▸ DATA FOR PROCESSING:
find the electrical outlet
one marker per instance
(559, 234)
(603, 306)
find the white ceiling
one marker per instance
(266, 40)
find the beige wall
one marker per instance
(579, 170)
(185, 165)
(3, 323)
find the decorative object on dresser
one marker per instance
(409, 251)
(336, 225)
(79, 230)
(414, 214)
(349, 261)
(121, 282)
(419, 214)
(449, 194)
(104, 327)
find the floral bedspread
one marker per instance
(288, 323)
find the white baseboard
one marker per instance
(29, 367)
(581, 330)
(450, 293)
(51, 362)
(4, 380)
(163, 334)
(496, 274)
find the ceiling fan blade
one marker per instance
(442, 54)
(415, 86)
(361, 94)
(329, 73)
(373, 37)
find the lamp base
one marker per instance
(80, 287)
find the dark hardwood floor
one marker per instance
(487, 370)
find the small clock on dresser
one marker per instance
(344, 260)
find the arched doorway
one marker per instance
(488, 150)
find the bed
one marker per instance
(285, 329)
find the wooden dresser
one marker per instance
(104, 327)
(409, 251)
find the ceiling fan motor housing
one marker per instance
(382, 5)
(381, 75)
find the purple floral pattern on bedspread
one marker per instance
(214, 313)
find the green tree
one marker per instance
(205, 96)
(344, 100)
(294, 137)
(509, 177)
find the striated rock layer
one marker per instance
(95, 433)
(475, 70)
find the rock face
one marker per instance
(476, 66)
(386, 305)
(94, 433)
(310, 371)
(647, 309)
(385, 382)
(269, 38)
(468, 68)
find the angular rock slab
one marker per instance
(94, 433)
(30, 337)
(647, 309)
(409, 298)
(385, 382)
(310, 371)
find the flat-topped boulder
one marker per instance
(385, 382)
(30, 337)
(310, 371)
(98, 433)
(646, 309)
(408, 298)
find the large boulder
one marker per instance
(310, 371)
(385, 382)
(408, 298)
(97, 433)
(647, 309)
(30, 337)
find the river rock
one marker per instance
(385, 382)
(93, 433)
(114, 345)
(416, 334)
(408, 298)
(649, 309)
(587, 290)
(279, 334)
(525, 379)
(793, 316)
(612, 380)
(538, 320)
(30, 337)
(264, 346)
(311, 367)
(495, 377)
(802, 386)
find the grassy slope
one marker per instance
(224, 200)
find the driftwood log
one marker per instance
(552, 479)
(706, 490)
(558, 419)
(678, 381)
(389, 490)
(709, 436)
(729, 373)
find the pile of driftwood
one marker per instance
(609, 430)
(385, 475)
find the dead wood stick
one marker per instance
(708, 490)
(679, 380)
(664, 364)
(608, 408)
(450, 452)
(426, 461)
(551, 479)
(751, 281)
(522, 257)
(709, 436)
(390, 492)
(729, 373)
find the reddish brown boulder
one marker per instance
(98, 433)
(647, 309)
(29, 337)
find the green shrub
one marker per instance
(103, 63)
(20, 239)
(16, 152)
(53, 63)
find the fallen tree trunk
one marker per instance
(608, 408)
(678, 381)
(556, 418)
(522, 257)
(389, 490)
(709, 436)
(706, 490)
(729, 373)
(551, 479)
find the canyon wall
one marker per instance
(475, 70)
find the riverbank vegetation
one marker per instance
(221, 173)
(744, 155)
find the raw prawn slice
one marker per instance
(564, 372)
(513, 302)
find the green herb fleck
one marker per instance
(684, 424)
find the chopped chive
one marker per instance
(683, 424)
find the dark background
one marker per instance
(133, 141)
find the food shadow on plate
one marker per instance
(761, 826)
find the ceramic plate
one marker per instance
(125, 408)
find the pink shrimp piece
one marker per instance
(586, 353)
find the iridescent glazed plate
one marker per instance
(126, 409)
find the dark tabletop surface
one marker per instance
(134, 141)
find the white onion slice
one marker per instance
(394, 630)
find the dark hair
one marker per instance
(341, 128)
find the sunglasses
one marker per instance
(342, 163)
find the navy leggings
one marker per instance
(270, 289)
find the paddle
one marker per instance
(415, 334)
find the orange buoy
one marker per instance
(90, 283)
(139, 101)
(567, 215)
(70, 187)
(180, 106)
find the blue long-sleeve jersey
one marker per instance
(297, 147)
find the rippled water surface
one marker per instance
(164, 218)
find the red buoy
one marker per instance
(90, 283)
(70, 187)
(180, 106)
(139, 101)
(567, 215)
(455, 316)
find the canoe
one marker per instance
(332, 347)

▸ SET PROBLEM: Word for word, quote the lines from the line containing "find the dead wood stick" through the end of the material, both included, and nothing else.

▸ TASK SOLUTION:
find the dead wood stick
one marker per instance
(708, 490)
(679, 380)
(664, 364)
(608, 408)
(450, 452)
(426, 461)
(551, 479)
(751, 281)
(522, 257)
(709, 436)
(390, 492)
(729, 373)
find the reddish brown boulder
one marker per instance
(98, 433)
(647, 309)
(29, 337)
find the green shrub
one marker per instance
(103, 63)
(20, 239)
(16, 152)
(53, 63)
find the fallen tree trunk
one marker per instance
(608, 408)
(678, 381)
(556, 418)
(522, 257)
(389, 490)
(709, 436)
(706, 490)
(729, 373)
(551, 479)
find the canyon wall
one marker per instance
(475, 70)
find the riverbank vegetation
one marker per instance
(221, 173)
(744, 155)
find the raw prawn slice
one marker per instance
(564, 372)
(513, 302)
find the green herb fleck
one marker per instance
(684, 424)
find the chopped chive
one marker per instance
(683, 424)
find the dark background
one marker per instance
(133, 141)
find the food shadow on plate
one marker per instance
(761, 826)
find the ceramic plate
one marker per instance
(125, 408)
find the pink shrimp piece
one marker per instance
(586, 353)
find the iridescent glazed plate
one marker per instance
(126, 409)
find the dark tabletop surface
one marker per instance
(134, 141)
find the white onion slice
one marker per instance
(394, 630)
find the dark hair
one marker per instance
(341, 128)
find the sunglasses
one marker per instance
(342, 163)
find the navy leggings
one marker per instance
(270, 289)
find the paddle
one marker per instance
(415, 334)
find the orange buoy
one marker per instance
(90, 283)
(139, 101)
(567, 215)
(70, 187)
(180, 106)
find the blue long-sleeve jersey
one marker per instance
(297, 147)
find the rippled water surface
one marker per instance
(164, 218)
find the red buoy
one marker per instance
(90, 283)
(70, 187)
(180, 106)
(139, 101)
(567, 215)
(455, 316)
find the canoe
one marker per instance
(332, 347)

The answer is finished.